| WHAT YOU SHOULD DO |
Every line containing "short" should be identified and copied from the data below.

== SUPPLIED MATERIAL ==

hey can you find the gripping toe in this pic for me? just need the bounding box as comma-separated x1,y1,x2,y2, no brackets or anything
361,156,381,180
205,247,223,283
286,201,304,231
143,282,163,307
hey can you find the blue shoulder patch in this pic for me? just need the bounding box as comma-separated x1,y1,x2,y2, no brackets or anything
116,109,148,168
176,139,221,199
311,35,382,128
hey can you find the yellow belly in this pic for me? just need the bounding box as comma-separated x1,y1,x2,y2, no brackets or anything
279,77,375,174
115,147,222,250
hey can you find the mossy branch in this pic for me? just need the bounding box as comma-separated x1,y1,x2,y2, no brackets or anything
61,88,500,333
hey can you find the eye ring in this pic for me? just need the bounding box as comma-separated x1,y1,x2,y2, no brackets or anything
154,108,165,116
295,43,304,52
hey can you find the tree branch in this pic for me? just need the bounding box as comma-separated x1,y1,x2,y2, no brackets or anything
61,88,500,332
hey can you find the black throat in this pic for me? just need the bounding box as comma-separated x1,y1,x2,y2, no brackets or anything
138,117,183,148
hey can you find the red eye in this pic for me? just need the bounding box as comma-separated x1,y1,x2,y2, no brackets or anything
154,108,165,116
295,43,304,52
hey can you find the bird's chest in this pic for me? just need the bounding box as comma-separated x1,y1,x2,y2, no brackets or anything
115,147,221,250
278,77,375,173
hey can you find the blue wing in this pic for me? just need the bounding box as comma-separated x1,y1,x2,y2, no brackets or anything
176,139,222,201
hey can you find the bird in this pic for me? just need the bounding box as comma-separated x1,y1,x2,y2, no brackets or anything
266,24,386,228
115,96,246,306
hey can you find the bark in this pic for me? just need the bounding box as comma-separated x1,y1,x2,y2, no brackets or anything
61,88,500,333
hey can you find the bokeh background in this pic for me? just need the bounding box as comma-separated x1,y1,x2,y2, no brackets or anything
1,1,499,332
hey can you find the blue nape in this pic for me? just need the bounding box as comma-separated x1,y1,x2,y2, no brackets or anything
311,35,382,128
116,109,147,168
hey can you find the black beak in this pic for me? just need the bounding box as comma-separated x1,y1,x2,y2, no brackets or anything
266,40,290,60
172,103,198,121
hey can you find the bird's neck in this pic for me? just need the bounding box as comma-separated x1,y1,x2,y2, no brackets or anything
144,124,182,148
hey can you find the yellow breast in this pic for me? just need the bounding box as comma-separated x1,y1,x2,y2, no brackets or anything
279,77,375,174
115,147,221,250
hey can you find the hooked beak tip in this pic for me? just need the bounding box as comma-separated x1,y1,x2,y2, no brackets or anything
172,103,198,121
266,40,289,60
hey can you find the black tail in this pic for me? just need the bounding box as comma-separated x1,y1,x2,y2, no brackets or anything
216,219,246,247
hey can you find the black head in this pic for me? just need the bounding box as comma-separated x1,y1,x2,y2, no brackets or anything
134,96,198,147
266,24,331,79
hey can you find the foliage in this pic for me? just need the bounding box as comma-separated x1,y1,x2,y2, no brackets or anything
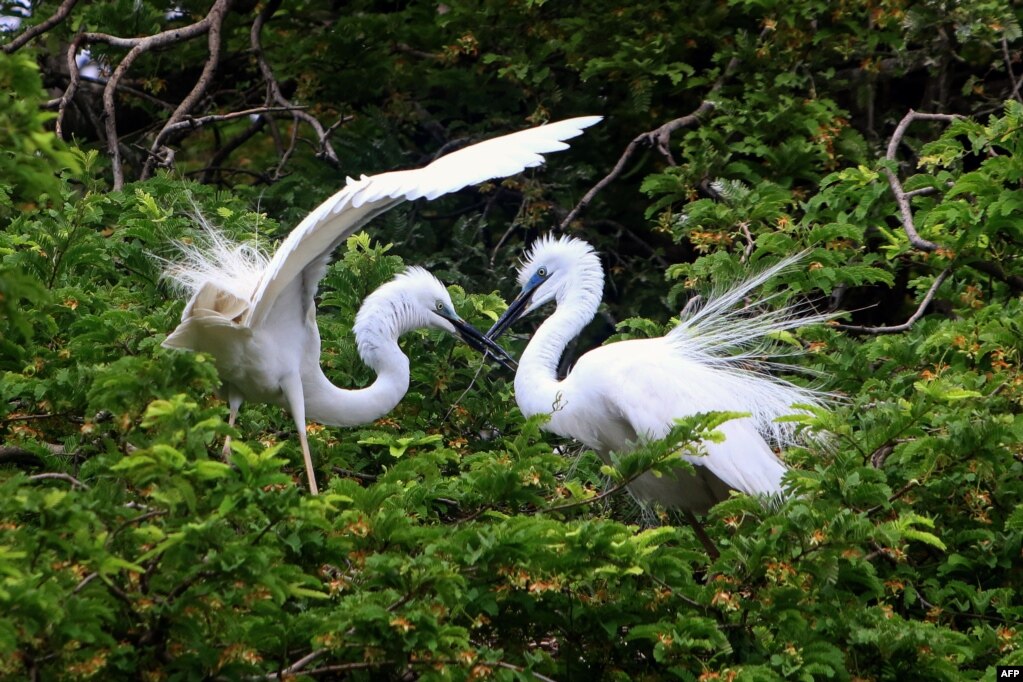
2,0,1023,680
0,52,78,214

===
== SUPPLIED MATERIAL ==

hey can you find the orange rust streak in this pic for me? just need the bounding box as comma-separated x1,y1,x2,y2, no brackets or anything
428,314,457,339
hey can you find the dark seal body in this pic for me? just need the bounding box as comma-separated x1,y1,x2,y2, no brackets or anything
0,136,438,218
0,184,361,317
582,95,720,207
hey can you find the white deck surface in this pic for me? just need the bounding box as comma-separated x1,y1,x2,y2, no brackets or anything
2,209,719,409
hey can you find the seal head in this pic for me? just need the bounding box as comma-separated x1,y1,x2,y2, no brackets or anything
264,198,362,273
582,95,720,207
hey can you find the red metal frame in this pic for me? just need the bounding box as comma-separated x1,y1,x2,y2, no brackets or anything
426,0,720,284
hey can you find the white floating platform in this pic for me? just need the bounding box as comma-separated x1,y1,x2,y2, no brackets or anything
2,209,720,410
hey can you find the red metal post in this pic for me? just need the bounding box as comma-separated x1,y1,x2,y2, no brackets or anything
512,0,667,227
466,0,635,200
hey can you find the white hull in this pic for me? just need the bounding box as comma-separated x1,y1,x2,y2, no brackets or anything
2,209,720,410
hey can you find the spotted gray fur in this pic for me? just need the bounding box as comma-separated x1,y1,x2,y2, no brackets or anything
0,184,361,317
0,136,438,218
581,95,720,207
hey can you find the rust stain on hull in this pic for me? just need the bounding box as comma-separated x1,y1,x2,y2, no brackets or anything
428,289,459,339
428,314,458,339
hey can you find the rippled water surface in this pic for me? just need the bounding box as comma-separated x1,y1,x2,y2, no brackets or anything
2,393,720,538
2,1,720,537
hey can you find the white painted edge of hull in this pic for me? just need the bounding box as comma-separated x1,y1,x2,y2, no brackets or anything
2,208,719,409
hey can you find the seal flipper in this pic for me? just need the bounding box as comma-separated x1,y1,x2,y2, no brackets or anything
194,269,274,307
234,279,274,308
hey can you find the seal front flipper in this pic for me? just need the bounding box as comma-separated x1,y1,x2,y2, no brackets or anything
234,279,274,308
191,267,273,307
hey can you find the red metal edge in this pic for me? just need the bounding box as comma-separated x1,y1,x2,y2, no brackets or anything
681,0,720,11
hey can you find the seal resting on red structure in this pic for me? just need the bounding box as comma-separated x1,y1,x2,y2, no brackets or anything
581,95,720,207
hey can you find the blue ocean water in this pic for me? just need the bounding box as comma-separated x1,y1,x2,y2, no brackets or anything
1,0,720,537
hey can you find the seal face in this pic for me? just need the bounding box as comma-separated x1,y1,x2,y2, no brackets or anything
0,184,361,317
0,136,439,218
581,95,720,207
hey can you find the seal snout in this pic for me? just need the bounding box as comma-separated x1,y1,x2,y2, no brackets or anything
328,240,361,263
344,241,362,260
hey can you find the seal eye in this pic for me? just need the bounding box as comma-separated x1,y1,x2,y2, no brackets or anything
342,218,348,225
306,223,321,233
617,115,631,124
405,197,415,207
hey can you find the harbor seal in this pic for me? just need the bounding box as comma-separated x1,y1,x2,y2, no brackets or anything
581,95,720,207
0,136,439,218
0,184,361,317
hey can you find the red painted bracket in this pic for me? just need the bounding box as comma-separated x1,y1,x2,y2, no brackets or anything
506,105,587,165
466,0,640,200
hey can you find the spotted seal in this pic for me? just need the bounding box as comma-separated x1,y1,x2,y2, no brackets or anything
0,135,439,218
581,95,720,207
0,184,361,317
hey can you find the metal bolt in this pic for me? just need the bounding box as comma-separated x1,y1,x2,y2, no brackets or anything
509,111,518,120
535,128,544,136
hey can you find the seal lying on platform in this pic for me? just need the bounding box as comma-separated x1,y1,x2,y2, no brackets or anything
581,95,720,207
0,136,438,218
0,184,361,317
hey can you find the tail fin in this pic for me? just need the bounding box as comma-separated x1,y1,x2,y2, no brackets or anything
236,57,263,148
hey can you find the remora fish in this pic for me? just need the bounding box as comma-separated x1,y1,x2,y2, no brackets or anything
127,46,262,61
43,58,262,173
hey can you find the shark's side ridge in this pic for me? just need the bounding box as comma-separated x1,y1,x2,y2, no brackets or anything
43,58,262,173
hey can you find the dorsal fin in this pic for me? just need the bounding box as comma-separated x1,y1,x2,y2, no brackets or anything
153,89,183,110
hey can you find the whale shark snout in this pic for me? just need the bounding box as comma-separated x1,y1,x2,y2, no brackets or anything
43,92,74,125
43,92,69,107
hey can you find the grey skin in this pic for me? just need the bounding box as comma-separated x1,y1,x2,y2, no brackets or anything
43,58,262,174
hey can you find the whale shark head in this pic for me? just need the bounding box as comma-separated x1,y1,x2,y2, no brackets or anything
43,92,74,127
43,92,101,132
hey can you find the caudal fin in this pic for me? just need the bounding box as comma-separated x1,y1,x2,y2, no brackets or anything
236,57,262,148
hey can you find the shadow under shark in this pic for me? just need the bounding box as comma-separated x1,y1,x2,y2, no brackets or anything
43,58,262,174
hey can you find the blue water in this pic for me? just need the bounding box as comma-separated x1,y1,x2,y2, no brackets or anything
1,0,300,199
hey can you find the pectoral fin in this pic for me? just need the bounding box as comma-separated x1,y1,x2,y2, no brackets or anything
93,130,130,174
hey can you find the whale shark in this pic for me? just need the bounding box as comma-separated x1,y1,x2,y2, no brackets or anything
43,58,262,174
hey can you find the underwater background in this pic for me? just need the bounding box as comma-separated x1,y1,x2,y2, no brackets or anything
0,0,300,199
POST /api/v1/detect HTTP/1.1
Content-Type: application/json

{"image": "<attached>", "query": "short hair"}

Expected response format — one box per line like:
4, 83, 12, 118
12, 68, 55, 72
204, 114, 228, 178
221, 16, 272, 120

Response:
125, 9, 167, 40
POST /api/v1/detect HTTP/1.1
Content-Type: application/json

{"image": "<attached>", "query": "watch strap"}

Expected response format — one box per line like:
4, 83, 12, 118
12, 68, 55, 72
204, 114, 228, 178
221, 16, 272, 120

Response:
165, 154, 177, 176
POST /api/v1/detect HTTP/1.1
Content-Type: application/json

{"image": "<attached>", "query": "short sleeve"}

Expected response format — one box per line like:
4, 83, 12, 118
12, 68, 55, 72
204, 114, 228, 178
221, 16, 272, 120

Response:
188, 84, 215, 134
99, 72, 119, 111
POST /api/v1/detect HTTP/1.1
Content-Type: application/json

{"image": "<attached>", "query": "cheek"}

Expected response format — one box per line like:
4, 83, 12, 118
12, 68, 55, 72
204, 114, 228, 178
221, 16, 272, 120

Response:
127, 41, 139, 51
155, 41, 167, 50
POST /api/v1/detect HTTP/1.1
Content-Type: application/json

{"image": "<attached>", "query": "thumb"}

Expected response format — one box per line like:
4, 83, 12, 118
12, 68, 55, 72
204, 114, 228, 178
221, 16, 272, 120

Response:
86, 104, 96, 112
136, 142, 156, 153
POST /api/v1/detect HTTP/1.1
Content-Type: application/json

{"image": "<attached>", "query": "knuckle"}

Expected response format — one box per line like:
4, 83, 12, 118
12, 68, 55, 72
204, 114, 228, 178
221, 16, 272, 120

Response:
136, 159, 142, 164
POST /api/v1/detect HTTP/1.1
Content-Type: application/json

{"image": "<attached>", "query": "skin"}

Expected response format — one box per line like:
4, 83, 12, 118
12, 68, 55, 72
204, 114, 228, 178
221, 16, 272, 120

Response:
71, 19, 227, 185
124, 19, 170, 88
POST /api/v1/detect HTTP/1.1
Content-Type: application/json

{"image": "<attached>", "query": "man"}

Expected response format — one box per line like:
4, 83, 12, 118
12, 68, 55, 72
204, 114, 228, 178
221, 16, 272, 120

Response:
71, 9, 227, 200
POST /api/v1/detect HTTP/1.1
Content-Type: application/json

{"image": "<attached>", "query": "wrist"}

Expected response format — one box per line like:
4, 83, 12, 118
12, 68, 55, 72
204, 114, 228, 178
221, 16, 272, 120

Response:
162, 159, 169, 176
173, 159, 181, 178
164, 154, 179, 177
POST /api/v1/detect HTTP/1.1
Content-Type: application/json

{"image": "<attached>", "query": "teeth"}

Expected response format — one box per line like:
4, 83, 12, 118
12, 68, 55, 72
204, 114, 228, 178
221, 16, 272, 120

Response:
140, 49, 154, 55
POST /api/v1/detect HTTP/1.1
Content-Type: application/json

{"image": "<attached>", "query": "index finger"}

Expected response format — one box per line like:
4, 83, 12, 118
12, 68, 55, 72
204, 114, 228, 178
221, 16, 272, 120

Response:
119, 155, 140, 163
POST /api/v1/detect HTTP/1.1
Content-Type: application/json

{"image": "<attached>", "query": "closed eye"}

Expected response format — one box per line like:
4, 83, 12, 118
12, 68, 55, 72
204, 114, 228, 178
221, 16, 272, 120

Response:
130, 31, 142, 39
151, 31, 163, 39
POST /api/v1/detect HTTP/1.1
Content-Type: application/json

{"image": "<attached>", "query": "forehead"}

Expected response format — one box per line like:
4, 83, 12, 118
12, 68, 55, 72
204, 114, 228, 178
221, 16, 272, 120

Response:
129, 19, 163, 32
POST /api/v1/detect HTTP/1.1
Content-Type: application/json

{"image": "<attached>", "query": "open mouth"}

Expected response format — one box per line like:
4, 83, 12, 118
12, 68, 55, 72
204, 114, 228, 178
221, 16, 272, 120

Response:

===

| REPLY |
{"image": "<attached>", "query": "short hair"}
{"image": "<attached>", "query": "short sleeve"}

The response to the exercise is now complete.